* [Excerpt to read]:
Start of Block

Robert Marquis (1927-1995)
Robert B. Marquis began his architectural studies in 1946 at the University of Southern California School of Architecture, and also studied from 1949 to 1950 at the Accademia delle Belle Arti in Florence, Italy. He founded Robert B. Marquis Associates, in San Francisco in 1953 and partnered with Claude Stoller in Marquis and Stoller, Architects from 1956 to 1974. Marquis contributed significantly to the built environment of the Bay Area, particularly to its public housing and educational buildings. His most famous project was the 1985 transformation of a troubled low-income housing complex in San Francisco into usable and safe housing for the elderly. Called the Rosa Parks Apartments, the project attracted national attention as a prototype for the reconstruction of failed low-income housing projects. He also designed the St. Francis Square housing complex of 1963 in San Francisco, a low-rise grouping of moderate-income cooperative apartments that was nationally recognized as a model for sensitive urban design with his former partner, Claude Stoller, and the landscape architect Lawrence Halprin.

End of Block

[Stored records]
Start of Block

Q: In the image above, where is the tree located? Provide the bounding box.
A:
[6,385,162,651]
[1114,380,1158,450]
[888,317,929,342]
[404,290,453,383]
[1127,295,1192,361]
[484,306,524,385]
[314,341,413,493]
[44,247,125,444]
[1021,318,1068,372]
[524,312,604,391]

End of Block

* [Task brief]:
Quote the full text about the architect Robert Marquis word for word.

* [Written response]:
Robert Marquis (1927-1995)
Robert B. Marquis began his architectural studies in 1946 at the University of Southern California School of Architecture, and also studied from 1949 to 1950 at the Accademia delle Belle Arti in Florence, Italy. He founded Robert B. Marquis Associates, in San Francisco in 1953 and partnered with Claude Stoller in Marquis and Stoller, Architects from 1956 to 1974. Marquis contributed significantly to the built environment of the Bay Area, particularly to its public housing and educational buildings. His most famous project was the 1985 transformation of a troubled low-income housing complex in San Francisco into usable and safe housing for the elderly. Called the Rosa Parks Apartments, the project attracted national attention as a prototype for the reconstruction of failed low-income housing projects. He also designed the St. Francis Square housing complex of 1963 in San Francisco, a low-rise grouping of moderate-income cooperative apartments that was nationally recognized as a model for sensitive urban design with his former partner, Claude Stoller, and the landscape architect Lawrence Halprin.